- [SOURCE DATA]
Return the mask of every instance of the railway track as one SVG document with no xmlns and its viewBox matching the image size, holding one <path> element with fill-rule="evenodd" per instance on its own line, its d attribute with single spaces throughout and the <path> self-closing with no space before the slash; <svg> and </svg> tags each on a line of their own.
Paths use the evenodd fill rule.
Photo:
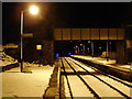
<svg viewBox="0 0 132 99">
<path fill-rule="evenodd" d="M 97 99 L 101 99 L 102 97 L 121 97 L 121 98 L 131 99 L 127 90 L 132 86 L 127 82 L 110 77 L 109 75 L 98 72 L 95 68 L 84 66 L 81 65 L 81 63 L 79 64 L 78 62 L 72 58 L 63 57 L 62 65 L 63 65 L 63 74 L 66 78 L 65 80 L 67 82 L 72 99 L 74 99 L 74 97 L 77 97 L 76 92 L 79 90 L 73 87 L 74 85 L 76 85 L 76 82 L 75 81 L 72 82 L 72 76 L 69 75 L 69 73 L 74 74 L 73 76 L 75 76 L 75 79 L 77 79 L 78 81 L 77 86 L 84 86 L 82 90 L 87 91 L 86 94 L 89 97 L 94 97 Z M 85 74 L 84 75 L 80 74 L 81 72 Z M 117 87 L 113 84 L 109 82 L 111 80 L 112 81 L 116 80 L 116 85 L 118 84 L 119 86 L 123 86 L 122 88 L 124 88 L 124 90 L 118 88 L 119 86 Z M 102 90 L 107 92 L 105 94 Z"/>
</svg>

- [WORK INSTRUCTIONS] Copy out the records above verbatim, omitting the pictures.

- [FULL RESPONSE]
Return the mask of every instance of the railway track as one SVG document with no xmlns and its viewBox matching the image size, holding one <path> element with fill-rule="evenodd" per instance on its own line, its d attribute with single spaces throughout and the <path> self-closing with no space before the slash; <svg> and </svg> tags each on a line of their own.
Paths use the evenodd fill rule.
Photo:
<svg viewBox="0 0 132 99">
<path fill-rule="evenodd" d="M 97 99 L 101 99 L 102 97 L 121 97 L 121 98 L 131 99 L 127 90 L 132 86 L 127 82 L 110 77 L 109 75 L 98 72 L 95 68 L 84 66 L 81 65 L 81 63 L 79 64 L 78 62 L 72 58 L 63 57 L 62 65 L 63 65 L 63 74 L 66 78 L 65 80 L 67 82 L 72 99 L 74 99 L 74 97 L 77 97 L 76 92 L 79 90 L 73 87 L 74 85 L 76 85 L 76 82 L 75 81 L 72 82 L 72 76 L 69 75 L 69 73 L 74 74 L 73 76 L 75 76 L 75 79 L 77 79 L 78 81 L 77 86 L 84 86 L 82 90 L 87 91 L 86 94 L 89 97 L 94 97 Z M 85 74 L 84 75 L 80 74 L 81 72 Z M 117 87 L 113 84 L 109 82 L 111 80 L 112 81 L 116 80 L 116 85 L 118 84 L 119 86 L 123 86 L 122 88 L 124 88 L 124 90 L 118 88 L 119 86 Z M 102 90 L 107 92 L 105 94 Z"/>
</svg>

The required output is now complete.